> **PAGE EXTRACT**
--

All You Really Needed Was the Yield Curve

 

All You Really Needed Was the Yield Curve

Courtesy of Jeffrey Snider, Alhambra Investment Partners

It is absolutely amazing the lengths people will go to in order to deny the most straightforward and obvious explanation; to torture and twist plain evidence. That’s the thing about rationalizing, though. The narrative usually matters more than the facts.

Take tax reform and interest rates. The problem with tax reform wasn’t actually tax reform. The Tax Cuts and Jobs Act of 2017 (TCJA) was chock full of good and reasonable ideas, measures that were desirable on their own merits.

Beside the government “allowing” you to keep more of your own money, the law also encouraged pension funds to do something about their chronic and growing shortfalls. Everyone knows that retirement plans have been depending upon fuzzy math related to investment returns (which can’t be predicted) to keep within even fuzzier guidelines about solvency.

The TCJA encouraged companies to actually set aside real reserves in order to at least partially and somewhat address this pretty hazardous reality. They were given a tax break: though the corporate tax rate was reduced to 21% from 35% as a result of the law, businesses with qualified plans would still be allowed to deduct pension contributions at the old rate.

--

Point labeling dataset excerpts:
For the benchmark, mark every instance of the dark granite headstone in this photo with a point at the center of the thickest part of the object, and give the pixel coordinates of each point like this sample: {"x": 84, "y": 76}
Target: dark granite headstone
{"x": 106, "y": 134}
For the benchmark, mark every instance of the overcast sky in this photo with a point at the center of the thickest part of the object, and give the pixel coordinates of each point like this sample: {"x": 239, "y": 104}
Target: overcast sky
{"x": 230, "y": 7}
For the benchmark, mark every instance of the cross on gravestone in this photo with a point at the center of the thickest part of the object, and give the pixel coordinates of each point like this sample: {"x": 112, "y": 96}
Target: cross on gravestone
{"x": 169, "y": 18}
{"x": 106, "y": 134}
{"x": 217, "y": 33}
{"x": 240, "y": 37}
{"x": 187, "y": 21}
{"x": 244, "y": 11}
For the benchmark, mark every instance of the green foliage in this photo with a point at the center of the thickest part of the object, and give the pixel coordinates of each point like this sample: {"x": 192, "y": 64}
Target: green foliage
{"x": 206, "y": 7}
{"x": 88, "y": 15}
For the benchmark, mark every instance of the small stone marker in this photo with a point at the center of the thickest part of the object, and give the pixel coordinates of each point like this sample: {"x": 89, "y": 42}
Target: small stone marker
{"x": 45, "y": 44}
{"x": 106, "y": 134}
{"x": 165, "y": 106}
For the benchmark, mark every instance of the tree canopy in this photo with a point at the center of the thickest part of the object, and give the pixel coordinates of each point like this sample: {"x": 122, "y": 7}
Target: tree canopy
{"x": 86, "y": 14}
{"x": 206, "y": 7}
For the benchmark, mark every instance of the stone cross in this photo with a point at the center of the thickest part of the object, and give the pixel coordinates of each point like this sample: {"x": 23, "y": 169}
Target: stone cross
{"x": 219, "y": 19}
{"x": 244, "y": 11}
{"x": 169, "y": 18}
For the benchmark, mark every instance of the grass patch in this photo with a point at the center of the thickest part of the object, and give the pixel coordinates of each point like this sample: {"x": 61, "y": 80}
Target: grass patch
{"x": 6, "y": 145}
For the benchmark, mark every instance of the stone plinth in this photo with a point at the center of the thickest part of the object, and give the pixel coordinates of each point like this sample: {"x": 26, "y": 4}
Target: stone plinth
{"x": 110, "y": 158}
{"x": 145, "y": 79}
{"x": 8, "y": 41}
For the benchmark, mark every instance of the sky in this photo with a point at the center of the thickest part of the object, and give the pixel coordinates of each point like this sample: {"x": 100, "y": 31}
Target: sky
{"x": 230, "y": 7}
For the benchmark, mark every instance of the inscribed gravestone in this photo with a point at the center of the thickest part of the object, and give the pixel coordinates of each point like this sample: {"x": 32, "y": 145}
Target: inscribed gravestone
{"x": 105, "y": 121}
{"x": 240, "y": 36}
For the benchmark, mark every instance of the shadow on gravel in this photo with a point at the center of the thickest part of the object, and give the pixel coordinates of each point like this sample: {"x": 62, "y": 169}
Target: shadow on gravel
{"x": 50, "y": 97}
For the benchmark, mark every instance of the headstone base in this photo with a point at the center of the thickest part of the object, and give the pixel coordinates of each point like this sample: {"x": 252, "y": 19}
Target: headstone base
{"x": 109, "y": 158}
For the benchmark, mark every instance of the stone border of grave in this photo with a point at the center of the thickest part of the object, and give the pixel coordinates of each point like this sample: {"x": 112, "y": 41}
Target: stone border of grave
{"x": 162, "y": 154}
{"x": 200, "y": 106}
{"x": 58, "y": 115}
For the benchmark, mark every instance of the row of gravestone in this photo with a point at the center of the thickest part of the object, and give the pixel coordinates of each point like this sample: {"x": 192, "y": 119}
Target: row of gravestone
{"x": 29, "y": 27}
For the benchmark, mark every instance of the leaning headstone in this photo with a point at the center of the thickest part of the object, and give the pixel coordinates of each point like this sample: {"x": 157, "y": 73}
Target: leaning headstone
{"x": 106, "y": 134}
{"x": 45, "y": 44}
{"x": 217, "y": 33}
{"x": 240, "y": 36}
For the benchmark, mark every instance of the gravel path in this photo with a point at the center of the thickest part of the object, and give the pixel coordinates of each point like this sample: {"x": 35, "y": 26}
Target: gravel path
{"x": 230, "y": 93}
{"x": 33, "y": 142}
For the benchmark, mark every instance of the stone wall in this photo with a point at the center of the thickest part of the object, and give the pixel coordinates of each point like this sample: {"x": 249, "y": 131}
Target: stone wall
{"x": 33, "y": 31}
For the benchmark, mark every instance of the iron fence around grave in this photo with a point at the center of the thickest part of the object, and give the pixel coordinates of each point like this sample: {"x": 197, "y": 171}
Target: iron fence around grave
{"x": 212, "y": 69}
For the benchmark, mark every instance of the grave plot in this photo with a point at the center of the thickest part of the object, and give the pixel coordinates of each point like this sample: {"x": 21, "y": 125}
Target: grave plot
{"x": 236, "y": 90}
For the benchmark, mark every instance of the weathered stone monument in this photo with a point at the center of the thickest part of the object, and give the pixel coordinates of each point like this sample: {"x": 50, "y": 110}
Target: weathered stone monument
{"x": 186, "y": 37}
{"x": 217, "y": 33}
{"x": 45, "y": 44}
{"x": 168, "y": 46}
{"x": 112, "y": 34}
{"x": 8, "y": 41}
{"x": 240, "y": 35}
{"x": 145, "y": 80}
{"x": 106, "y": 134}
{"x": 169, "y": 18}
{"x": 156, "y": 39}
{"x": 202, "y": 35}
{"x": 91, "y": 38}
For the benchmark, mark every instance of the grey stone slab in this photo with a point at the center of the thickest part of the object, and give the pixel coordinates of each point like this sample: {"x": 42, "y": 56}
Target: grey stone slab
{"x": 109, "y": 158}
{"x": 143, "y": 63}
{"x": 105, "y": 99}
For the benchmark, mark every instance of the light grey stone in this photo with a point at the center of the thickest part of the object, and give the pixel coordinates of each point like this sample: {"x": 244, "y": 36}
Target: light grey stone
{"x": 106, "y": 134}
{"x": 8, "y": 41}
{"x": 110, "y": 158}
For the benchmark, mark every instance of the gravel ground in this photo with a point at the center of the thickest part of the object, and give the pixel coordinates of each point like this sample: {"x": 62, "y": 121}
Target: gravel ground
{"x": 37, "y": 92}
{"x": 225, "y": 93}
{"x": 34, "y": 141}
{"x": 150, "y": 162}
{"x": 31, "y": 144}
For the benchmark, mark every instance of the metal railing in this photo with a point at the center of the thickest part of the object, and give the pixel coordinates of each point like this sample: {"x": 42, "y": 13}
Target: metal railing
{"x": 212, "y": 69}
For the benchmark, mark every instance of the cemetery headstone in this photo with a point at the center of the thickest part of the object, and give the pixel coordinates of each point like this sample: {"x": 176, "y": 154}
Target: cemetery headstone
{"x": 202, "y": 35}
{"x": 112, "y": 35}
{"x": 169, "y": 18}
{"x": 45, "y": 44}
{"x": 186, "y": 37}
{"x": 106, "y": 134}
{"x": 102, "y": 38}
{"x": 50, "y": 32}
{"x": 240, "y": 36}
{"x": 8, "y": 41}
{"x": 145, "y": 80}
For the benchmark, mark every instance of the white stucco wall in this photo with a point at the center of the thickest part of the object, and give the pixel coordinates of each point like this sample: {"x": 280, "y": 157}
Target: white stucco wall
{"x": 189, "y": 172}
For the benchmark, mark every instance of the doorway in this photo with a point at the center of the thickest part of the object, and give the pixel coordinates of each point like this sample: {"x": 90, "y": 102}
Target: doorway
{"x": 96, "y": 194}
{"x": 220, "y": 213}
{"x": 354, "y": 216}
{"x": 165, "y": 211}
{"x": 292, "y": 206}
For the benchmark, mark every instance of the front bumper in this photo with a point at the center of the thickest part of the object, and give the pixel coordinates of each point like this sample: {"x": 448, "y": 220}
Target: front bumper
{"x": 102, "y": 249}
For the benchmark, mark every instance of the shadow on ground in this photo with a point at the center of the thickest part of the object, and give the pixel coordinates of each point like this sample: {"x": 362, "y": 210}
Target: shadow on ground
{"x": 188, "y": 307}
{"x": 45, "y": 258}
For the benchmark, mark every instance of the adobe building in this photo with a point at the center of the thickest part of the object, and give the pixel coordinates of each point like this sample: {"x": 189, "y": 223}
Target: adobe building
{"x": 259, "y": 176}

--

In the yield curve article, copy everything from "Beside the government" down to "guidelines about solvency.".

Beside the government “allowing” you to keep more of your own money, the law also encouraged pension funds to do something about their chronic and growing shortfalls. Everyone knows that retirement plans have been depending upon fuzzy math related to investment returns (which can’t be predicted) to keep within even fuzzier guidelines about solvency.